[Image region labeling lines]
──────────────────────────────
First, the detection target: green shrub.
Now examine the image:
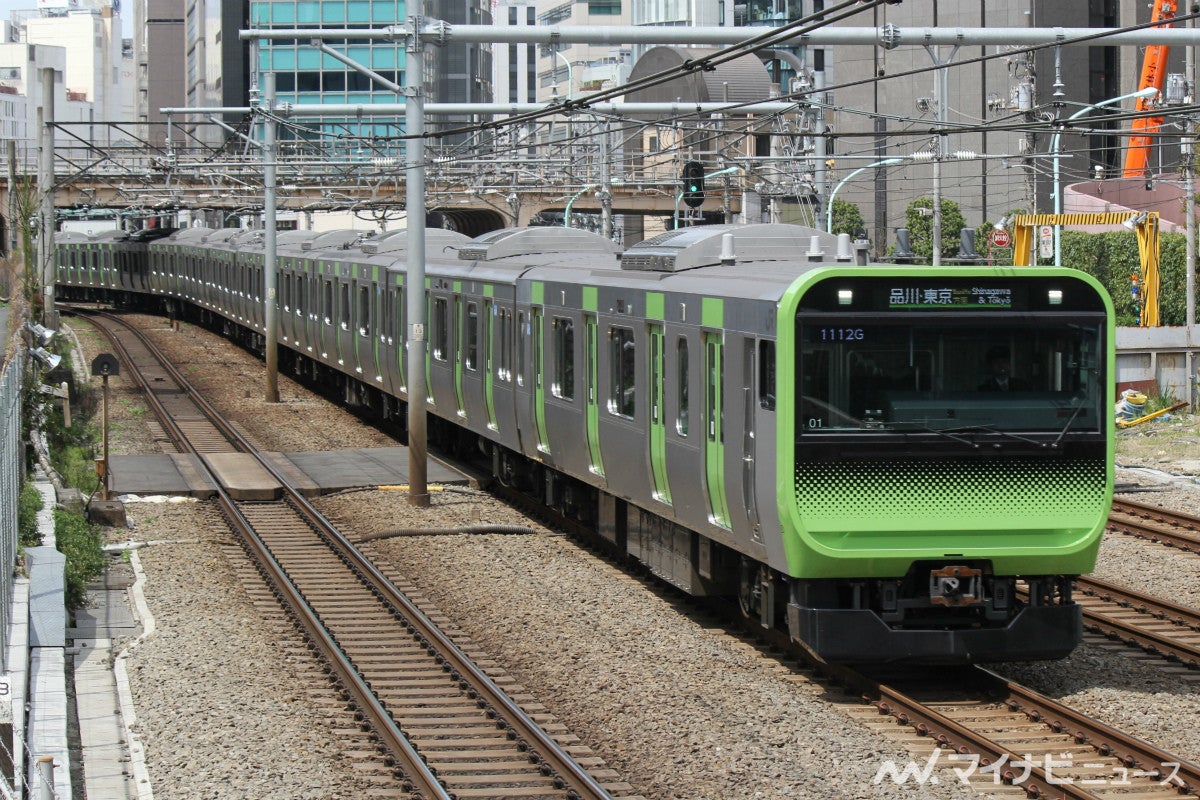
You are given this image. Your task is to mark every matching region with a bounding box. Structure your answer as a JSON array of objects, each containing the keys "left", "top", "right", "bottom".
[
  {"left": 17, "top": 483, "right": 42, "bottom": 547},
  {"left": 54, "top": 509, "right": 104, "bottom": 608}
]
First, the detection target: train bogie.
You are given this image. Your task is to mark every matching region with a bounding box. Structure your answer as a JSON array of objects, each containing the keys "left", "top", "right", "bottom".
[{"left": 59, "top": 225, "right": 1114, "bottom": 662}]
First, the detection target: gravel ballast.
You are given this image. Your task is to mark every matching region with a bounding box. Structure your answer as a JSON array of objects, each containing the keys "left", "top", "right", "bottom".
[{"left": 70, "top": 317, "right": 1200, "bottom": 800}]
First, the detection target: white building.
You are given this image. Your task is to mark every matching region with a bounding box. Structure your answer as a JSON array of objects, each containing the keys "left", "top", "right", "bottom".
[{"left": 25, "top": 6, "right": 124, "bottom": 145}]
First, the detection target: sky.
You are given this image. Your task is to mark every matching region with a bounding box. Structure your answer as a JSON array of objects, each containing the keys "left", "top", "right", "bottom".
[{"left": 0, "top": 0, "right": 133, "bottom": 38}]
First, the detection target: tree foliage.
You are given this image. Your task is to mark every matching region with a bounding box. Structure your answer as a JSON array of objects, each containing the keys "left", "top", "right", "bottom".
[
  {"left": 1062, "top": 230, "right": 1187, "bottom": 325},
  {"left": 829, "top": 198, "right": 866, "bottom": 236},
  {"left": 905, "top": 197, "right": 967, "bottom": 261}
]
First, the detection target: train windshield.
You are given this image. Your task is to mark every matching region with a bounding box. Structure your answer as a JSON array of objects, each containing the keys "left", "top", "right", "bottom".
[{"left": 797, "top": 313, "right": 1106, "bottom": 437}]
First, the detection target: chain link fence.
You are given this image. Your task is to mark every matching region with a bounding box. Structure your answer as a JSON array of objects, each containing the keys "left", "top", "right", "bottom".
[{"left": 0, "top": 349, "right": 25, "bottom": 669}]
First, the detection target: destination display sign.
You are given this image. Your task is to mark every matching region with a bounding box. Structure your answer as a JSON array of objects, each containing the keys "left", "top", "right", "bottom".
[{"left": 888, "top": 285, "right": 1013, "bottom": 311}]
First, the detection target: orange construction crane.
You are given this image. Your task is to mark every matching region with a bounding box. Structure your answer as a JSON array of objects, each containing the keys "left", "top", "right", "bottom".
[{"left": 1122, "top": 0, "right": 1177, "bottom": 178}]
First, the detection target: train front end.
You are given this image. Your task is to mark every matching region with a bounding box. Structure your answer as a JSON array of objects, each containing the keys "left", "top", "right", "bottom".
[{"left": 778, "top": 266, "right": 1114, "bottom": 663}]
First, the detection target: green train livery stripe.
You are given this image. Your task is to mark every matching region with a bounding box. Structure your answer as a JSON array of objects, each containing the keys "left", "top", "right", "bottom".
[
  {"left": 646, "top": 291, "right": 666, "bottom": 320},
  {"left": 700, "top": 297, "right": 725, "bottom": 327}
]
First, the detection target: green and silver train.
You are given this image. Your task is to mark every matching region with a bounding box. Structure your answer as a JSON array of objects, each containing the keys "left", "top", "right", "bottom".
[{"left": 51, "top": 225, "right": 1114, "bottom": 663}]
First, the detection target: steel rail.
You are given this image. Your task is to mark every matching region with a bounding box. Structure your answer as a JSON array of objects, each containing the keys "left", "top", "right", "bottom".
[
  {"left": 79, "top": 309, "right": 611, "bottom": 800},
  {"left": 76, "top": 312, "right": 451, "bottom": 800},
  {"left": 1108, "top": 500, "right": 1200, "bottom": 553},
  {"left": 1075, "top": 577, "right": 1200, "bottom": 667},
  {"left": 822, "top": 666, "right": 1200, "bottom": 800}
]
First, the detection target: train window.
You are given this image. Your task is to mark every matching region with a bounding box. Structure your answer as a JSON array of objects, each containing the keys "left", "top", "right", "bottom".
[
  {"left": 676, "top": 336, "right": 689, "bottom": 437},
  {"left": 550, "top": 317, "right": 575, "bottom": 399},
  {"left": 462, "top": 302, "right": 479, "bottom": 372},
  {"left": 704, "top": 335, "right": 725, "bottom": 441},
  {"left": 359, "top": 285, "right": 371, "bottom": 336},
  {"left": 797, "top": 314, "right": 1105, "bottom": 435},
  {"left": 516, "top": 312, "right": 529, "bottom": 386},
  {"left": 431, "top": 297, "right": 450, "bottom": 361},
  {"left": 608, "top": 327, "right": 637, "bottom": 419},
  {"left": 496, "top": 308, "right": 512, "bottom": 383},
  {"left": 758, "top": 339, "right": 775, "bottom": 411}
]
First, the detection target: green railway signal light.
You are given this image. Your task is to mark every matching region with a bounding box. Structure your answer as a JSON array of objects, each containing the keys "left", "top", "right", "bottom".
[{"left": 683, "top": 161, "right": 704, "bottom": 209}]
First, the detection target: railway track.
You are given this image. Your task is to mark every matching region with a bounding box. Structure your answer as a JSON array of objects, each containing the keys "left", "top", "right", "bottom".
[
  {"left": 1075, "top": 577, "right": 1200, "bottom": 667},
  {"left": 1109, "top": 500, "right": 1200, "bottom": 553},
  {"left": 835, "top": 668, "right": 1200, "bottom": 800},
  {"left": 77, "top": 313, "right": 631, "bottom": 800}
]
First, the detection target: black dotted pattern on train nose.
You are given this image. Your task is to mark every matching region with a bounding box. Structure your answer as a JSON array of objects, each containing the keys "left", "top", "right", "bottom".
[{"left": 796, "top": 461, "right": 1105, "bottom": 528}]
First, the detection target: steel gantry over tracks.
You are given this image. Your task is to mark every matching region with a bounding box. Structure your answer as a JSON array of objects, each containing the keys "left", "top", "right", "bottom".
[{"left": 1013, "top": 211, "right": 1162, "bottom": 327}]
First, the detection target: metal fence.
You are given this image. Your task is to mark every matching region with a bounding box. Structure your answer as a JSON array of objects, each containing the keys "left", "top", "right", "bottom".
[{"left": 0, "top": 348, "right": 25, "bottom": 672}]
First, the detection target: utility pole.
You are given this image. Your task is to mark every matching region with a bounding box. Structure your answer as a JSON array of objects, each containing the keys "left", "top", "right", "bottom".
[
  {"left": 39, "top": 67, "right": 59, "bottom": 327},
  {"left": 404, "top": 20, "right": 430, "bottom": 507},
  {"left": 262, "top": 72, "right": 280, "bottom": 403},
  {"left": 1182, "top": 7, "right": 1198, "bottom": 411},
  {"left": 925, "top": 44, "right": 959, "bottom": 266}
]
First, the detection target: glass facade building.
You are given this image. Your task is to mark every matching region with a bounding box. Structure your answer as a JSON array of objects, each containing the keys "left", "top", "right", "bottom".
[{"left": 250, "top": 0, "right": 491, "bottom": 151}]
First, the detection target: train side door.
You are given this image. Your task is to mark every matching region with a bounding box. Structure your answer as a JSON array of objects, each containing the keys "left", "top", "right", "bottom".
[
  {"left": 454, "top": 293, "right": 465, "bottom": 417},
  {"left": 482, "top": 297, "right": 499, "bottom": 431},
  {"left": 742, "top": 336, "right": 758, "bottom": 533},
  {"left": 647, "top": 325, "right": 671, "bottom": 505},
  {"left": 529, "top": 306, "right": 550, "bottom": 453},
  {"left": 583, "top": 314, "right": 604, "bottom": 477},
  {"left": 704, "top": 331, "right": 730, "bottom": 528}
]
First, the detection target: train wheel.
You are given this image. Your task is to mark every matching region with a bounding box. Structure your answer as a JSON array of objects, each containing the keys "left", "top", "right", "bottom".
──────────────────────────────
> **Task requirements**
Put all of these lines into a numbered list, skipping any blank lines. Leave the pictures out.

> **The response**
1. First, the detection target: green shrub.
2. Now examine the image:
3. You are given this image. Your task is to mark every matching region with a bounding box. Structure your answer as a JSON array of objects, each containing the keys "left", "top", "right", "bottom".
4. [
5.   {"left": 17, "top": 483, "right": 42, "bottom": 547},
6.   {"left": 54, "top": 509, "right": 104, "bottom": 608}
7. ]
8. First, the detection target: train bogie.
9. You are given this image. Your task is to mark every matching region with a bounding box. Structure your answer as a JSON array of objects, each containing the keys "left", "top", "right", "bottom".
10. [{"left": 59, "top": 225, "right": 1114, "bottom": 662}]
11. First, the detection target: gravel ballast.
12. You are given this image. Your task is to mark every matching region with a bounding box. Structure your answer as a JSON array of objects, each containing the keys "left", "top", "right", "bottom".
13. [{"left": 70, "top": 317, "right": 1200, "bottom": 800}]
14. First, the detection target: white building.
15. You are given this image. Your task is to mark every matching region with a bounding box. Structure your answer as a JSON array of objects, each containing the keys "left", "top", "right", "bottom".
16. [{"left": 25, "top": 6, "right": 124, "bottom": 145}]
17. First, the detection target: sky.
18. You are given this image. Your task is to mark every matching region with a bounding box. Structure your answer as a JSON array of objects, each containing the keys "left", "top", "right", "bottom".
19. [{"left": 0, "top": 0, "right": 133, "bottom": 38}]
20. First, the detection target: tree foliage.
21. You are given this image. Your task is to mark every matching region with a bounding box. Structure your answer as a JSON array of objects, each containing the keys "left", "top", "right", "bottom".
22. [
23.   {"left": 1062, "top": 230, "right": 1187, "bottom": 325},
24.   {"left": 829, "top": 198, "right": 866, "bottom": 236},
25.   {"left": 905, "top": 197, "right": 967, "bottom": 261}
26. ]
27. First, the detection target: train windshield.
28. You are given this image. Your task is to mark every matching region with a bounding box. Structure your answer as a JSON array of objects, each containing the keys "left", "top", "right", "bottom".
29. [{"left": 797, "top": 313, "right": 1106, "bottom": 437}]
30. First, the detection target: chain link fence.
31. You are given this image. Your task is to mark every matching region with a bounding box. Structure your answer as a JSON array of objects, each containing the keys "left", "top", "right", "bottom".
32. [{"left": 0, "top": 349, "right": 25, "bottom": 669}]
33. First, the detection target: destination display sign.
34. You are given this image. Your task is to mark every matching region with a bounding box. Structure your answer as a JSON array of objects, each containing the keys "left", "top", "right", "bottom".
35. [{"left": 888, "top": 285, "right": 1013, "bottom": 311}]
36. First, the detection target: orange construction crane.
37. You are given this image. Your task is to mark every matching region with a bounding box. Structure your answer as a JSON array of objects, each containing the keys "left", "top", "right", "bottom".
38. [{"left": 1122, "top": 0, "right": 1177, "bottom": 178}]
39. First, the detection target: train front end.
40. You are given this image. Your task is to mark every matching region with a bounding box. Structure your answer as a JSON array of objects, each containing the keys "left", "top", "right", "bottom".
41. [{"left": 778, "top": 266, "right": 1114, "bottom": 663}]
42. First, the detection target: green train livery stripe.
43. You are given this image. Your task is to mark every matching region with a bounding box. Structure your answer as a JSON array of objects, each containing the keys "left", "top", "right", "bottom".
44. [
45.   {"left": 646, "top": 291, "right": 666, "bottom": 320},
46.   {"left": 700, "top": 297, "right": 725, "bottom": 327}
47. ]
48. First, the detection target: green and silver train.
49. You are given this image. Your task is to mark every matching region with a bounding box. Structure your answer as a JSON array of objects, each containing the keys "left", "top", "right", "bottom".
50. [{"left": 51, "top": 225, "right": 1114, "bottom": 663}]
51. First, the detection target: steel rail.
52. You are given this image. Your task is to mark every matching region with a bounding box. Structure your answer as a JSON array of objects, each containing the keys "left", "top", "right", "bottom".
53. [
54.   {"left": 79, "top": 309, "right": 611, "bottom": 800},
55.   {"left": 76, "top": 312, "right": 451, "bottom": 800},
56.   {"left": 1108, "top": 500, "right": 1200, "bottom": 553},
57.   {"left": 1075, "top": 577, "right": 1200, "bottom": 667},
58.   {"left": 822, "top": 666, "right": 1200, "bottom": 800}
59. ]
60. First, the detection target: train window.
61. You are given this image. Your task is to mark every matching region with a bounding box. Structure your answer as a JSON array of objects, each containing the keys "left", "top", "right", "bottom".
62. [
63.   {"left": 676, "top": 336, "right": 689, "bottom": 437},
64.   {"left": 550, "top": 317, "right": 575, "bottom": 399},
65.   {"left": 462, "top": 302, "right": 479, "bottom": 372},
66.   {"left": 704, "top": 335, "right": 725, "bottom": 441},
67.   {"left": 359, "top": 285, "right": 371, "bottom": 336},
68.   {"left": 797, "top": 314, "right": 1105, "bottom": 435},
69.   {"left": 516, "top": 312, "right": 529, "bottom": 386},
70.   {"left": 431, "top": 297, "right": 450, "bottom": 361},
71.   {"left": 608, "top": 327, "right": 637, "bottom": 419},
72.   {"left": 496, "top": 308, "right": 512, "bottom": 383},
73.   {"left": 758, "top": 339, "right": 775, "bottom": 411}
74. ]
75. First, the detection target: green railway signal light.
76. You are given this image. Your task is to mark every matching region with a bounding box. Structure your answer as a JSON array of objects, each containing the keys "left", "top", "right", "bottom".
77. [{"left": 683, "top": 161, "right": 704, "bottom": 209}]
78. First, the detection target: railway track.
79. You are given this image. Your task is to mark every matching region with a bounding box. Structure your answer as a JSON array of objects, each containing the keys "left", "top", "right", "bottom".
80. [
81.   {"left": 1075, "top": 577, "right": 1200, "bottom": 667},
82.   {"left": 1109, "top": 500, "right": 1200, "bottom": 553},
83.   {"left": 835, "top": 668, "right": 1200, "bottom": 800},
84.   {"left": 77, "top": 313, "right": 631, "bottom": 800}
85. ]
86. First, the detection target: black dotted pattern on train nose.
87. You are given this image. Your task is to mark every matching region with a bounding box. Structure your answer as a JSON array of objects, each containing the keys "left", "top", "right", "bottom".
88. [{"left": 796, "top": 461, "right": 1105, "bottom": 528}]
89. First, the detection target: steel gantry over tracks.
90. You are given this image. Your task is to mark every matching region with a bounding box. Structure your answer as a JSON array of objects, each containing the keys "left", "top", "right", "bottom".
91. [{"left": 1013, "top": 211, "right": 1162, "bottom": 327}]
92. First, the detection target: metal fence.
93. You are given this image. Your task is to mark every matching region with a bounding box. Structure your answer as a JSON array of objects, each containing the keys "left", "top", "right", "bottom".
94. [{"left": 0, "top": 348, "right": 25, "bottom": 672}]
95. First, the detection target: utility pole.
96. You are given this image. Your task is to mark every matching region with a bounding box. Structure your answer as a JSON array of objects, each containing the keys "left", "top", "right", "bottom".
97. [
98.   {"left": 39, "top": 67, "right": 59, "bottom": 327},
99.   {"left": 404, "top": 20, "right": 430, "bottom": 507},
100.   {"left": 262, "top": 72, "right": 280, "bottom": 403},
101.   {"left": 1182, "top": 7, "right": 1198, "bottom": 411},
102.   {"left": 925, "top": 44, "right": 959, "bottom": 266}
103. ]
104. First, the detection target: glass facade building.
105. You are given this image. Your task is to mark every matching region with a bounding box. Structure your answer as a JSON array of objects, each containing the keys "left", "top", "right", "bottom".
106. [{"left": 250, "top": 0, "right": 491, "bottom": 151}]
107. First, the detection target: train side door.
108. You are given this image. Your task is to mark every matching region with a bounding box. Structure your answer as a JSON array of objects, each containing the keys "left", "top", "right", "bottom".
109. [
110.   {"left": 454, "top": 293, "right": 465, "bottom": 417},
111.   {"left": 482, "top": 297, "right": 499, "bottom": 431},
112.   {"left": 742, "top": 336, "right": 758, "bottom": 533},
113.   {"left": 647, "top": 325, "right": 671, "bottom": 505},
114.   {"left": 529, "top": 306, "right": 550, "bottom": 453},
115.   {"left": 583, "top": 314, "right": 604, "bottom": 477},
116.   {"left": 704, "top": 331, "right": 730, "bottom": 528}
117. ]
118. First, the detection target: train wheel.
119. You are given this image. Your task is to mark every matching region with a bounding box. Structure your answer as a JSON array of objects, each containing the keys "left", "top", "right", "bottom".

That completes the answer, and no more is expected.